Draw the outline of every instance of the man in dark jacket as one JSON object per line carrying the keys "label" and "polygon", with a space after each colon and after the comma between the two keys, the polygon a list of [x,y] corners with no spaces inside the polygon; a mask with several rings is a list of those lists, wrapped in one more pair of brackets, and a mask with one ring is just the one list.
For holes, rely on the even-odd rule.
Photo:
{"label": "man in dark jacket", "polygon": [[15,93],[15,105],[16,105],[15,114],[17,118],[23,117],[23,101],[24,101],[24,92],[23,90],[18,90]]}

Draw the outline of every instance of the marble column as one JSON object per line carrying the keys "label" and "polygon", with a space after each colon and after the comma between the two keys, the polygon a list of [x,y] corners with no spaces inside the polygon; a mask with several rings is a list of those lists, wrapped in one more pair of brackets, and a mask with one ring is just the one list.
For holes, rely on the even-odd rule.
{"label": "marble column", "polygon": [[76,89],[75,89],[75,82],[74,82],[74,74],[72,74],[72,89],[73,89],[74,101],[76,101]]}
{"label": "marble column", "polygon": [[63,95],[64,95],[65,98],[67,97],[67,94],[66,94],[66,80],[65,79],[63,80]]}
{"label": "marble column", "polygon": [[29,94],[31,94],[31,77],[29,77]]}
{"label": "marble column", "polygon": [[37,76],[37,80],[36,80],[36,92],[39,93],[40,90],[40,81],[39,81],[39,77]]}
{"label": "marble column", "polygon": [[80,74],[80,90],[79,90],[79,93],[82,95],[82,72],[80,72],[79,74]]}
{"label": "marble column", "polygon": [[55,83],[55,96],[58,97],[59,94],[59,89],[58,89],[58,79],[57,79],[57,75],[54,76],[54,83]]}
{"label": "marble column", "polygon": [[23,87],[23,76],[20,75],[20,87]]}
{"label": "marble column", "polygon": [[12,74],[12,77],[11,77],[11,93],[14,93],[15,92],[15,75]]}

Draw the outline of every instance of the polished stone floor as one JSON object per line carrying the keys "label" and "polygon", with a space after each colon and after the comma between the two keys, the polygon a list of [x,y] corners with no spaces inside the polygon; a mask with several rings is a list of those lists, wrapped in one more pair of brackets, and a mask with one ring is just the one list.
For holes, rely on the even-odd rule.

- - - - -

Reproduce every line of the records above without changing anything.

**Result below:**
Draw the outline of every instance of the man in dark jacket as one JSON object per line carrying the keys "label" and "polygon", with a space after each colon and after the comma between the two keys, the polygon a list of [x,y] corners with no spaces inside the polygon; a mask with several rings is a list of those lists, wrapped in one more pair of brackets, and a mask with one ring is just the one list.
For holes, rely on the even-odd rule.
Photo:
{"label": "man in dark jacket", "polygon": [[15,93],[15,105],[16,105],[15,114],[17,118],[23,117],[23,101],[24,101],[24,92],[23,90],[18,90]]}

Draw the outline of every instance of the marble column as one JSON object per line carrying the keys "label" and "polygon", with a space after each colon and after the comma between the two keys, the polygon a list of [x,y] corners with no spaces inside the polygon; a mask with several rings is a list of those lists, wrapped in one more pair of brackets, and a mask with one ring is just the one list.
For holes, rely on the even-odd rule.
{"label": "marble column", "polygon": [[76,89],[75,89],[75,82],[74,82],[74,74],[72,74],[72,89],[73,89],[74,101],[76,101]]}
{"label": "marble column", "polygon": [[63,95],[64,95],[65,98],[67,97],[67,94],[66,94],[66,80],[65,79],[63,80]]}
{"label": "marble column", "polygon": [[29,94],[31,94],[31,77],[29,77]]}
{"label": "marble column", "polygon": [[37,76],[37,80],[36,80],[36,92],[39,93],[40,90],[40,81],[39,81],[39,77]]}
{"label": "marble column", "polygon": [[80,74],[80,90],[79,90],[79,93],[82,95],[82,72],[80,72],[79,74]]}
{"label": "marble column", "polygon": [[55,83],[55,96],[58,97],[59,94],[59,89],[58,89],[58,79],[57,79],[57,75],[54,76],[54,83]]}
{"label": "marble column", "polygon": [[23,87],[23,76],[20,75],[20,87]]}
{"label": "marble column", "polygon": [[12,74],[12,77],[11,77],[11,93],[14,93],[15,92],[15,75]]}

Draw the outline of every instance of the polished stone floor as one JSON object per line carrying the keys "label" and "polygon", with a space after each colon and after the comma between the two keys, the polygon a list of [x,y] corners with no spaces inside the polygon; a mask with several rings is a list of those lists, wrapped in one more pair of brackets, and a mask with one ring is just the one list.
For holes, rely on the even-odd rule.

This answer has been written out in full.